▶ **Requirements**
Please reproduce, word for word, the part of the Beijing Olympics excerpt that opens with the words containing "Just as many" and closes with "for your debts.".

▶ **Excerpted text**
-- BEGIN --
Question is- how will chinese supporters react to another team to whom they would lost at an Olympic event? Can we expect the very same reaction, with the chinese police doing nothing to stop them?


----------



## Harkeb (Oct 12, 2004)

Still reason to worry about the Olympics -- five reasons, actually 

Here are five reasons to worry about what lays ahead for the Beijing Games:

1) The Chinese government still doesn't get it.

The one thing the world didn't want China to do was to try to host dissent-free, showcase Olympics. But China is still attempting to do just that. Its government has been blindsided by the global protests -- and genuinely perplexed by them, suggesting a surprising lack of understanding of today's world. Its grudging offer to meet with representatives of the Dalai Lama to discuss the situation in Tibet will win it little international goodwill.

2) The anti-Western backlash among the Chinese citizenry is real. 

Just as many Americans react defensively to criticism of U.S. from abroad (side order of crow with those Freedom Fries?), many Chinese bristle at what they perceive as constant China-bashing from the U.S. and Europe. This week a New York Times story quoted a poem posted on the Internet by "A Silent, Silent Chinese" and said by Chinese college students interviewed by the paper to accurately reflect their own feelings:

_When we were poor, you said we were destroying the planet.
When we tried limiting our numbers, you said it is human rights abuse.
When we were poor, you thought we were dogs.
When we loan you cash, you blame us for your debts.
When we build our industries, you called us polluters.
When we sell you goods, you blame us for global warming._

Could athletes from the U.S. or, say, France -- which has already been targeted by protesters in China for alleged anti-Beijing, pro-Dalai Lama bias -- receive a less-than-rousing welcome from Chinese fans? Especially if one of the athletes criticizes the policies of the host country? Or does something unsportsmanlike against a Chinese opponent? There is a risk that the Beijing Olympic slogan could change -- and it may already be changing -- from "One World, One Dream" to "Us Versus Them."

3) The Anti-Olympic movement has been born.
-- END --
▶ **Given data**
-- BEGIN --
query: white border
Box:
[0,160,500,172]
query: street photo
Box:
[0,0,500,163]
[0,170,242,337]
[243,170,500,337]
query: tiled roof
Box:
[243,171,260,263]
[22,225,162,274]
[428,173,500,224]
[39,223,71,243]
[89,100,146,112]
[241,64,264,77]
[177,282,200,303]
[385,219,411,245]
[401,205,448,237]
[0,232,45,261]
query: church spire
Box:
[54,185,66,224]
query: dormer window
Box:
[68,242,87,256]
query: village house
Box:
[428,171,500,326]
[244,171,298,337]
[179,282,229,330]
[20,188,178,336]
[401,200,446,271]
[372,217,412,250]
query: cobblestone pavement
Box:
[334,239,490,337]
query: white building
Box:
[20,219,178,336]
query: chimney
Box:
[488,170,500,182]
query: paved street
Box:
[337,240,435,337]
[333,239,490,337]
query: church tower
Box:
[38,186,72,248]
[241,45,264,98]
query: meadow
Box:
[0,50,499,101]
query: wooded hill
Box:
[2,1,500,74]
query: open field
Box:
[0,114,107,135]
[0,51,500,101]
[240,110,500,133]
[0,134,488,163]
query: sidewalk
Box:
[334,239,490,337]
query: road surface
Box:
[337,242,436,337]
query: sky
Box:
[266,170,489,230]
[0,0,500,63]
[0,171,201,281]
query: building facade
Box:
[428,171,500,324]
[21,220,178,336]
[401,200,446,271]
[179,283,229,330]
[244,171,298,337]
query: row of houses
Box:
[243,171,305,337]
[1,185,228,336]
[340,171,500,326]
-- END --
▶ **Task solution**
Just as many Americans react defensively to criticism of U.S. from abroad (side order of crow with those Freedom Fries?), many Chinese bristle at what they perceive as constant China-bashing from the U.S. and Europe. This week a New York Times story quoted a poem posted on the Internet by "A Silent, Silent Chinese" and said by Chinese college students interviewed by the paper to accurately reflect their own feelings:

_When we were poor, you said we were destroying the planet.
When we tried limiting our numbers, you said it is human rights abuse.
When we were poor, you thought we were dogs.
When we loan you cash, you blame us for your debts.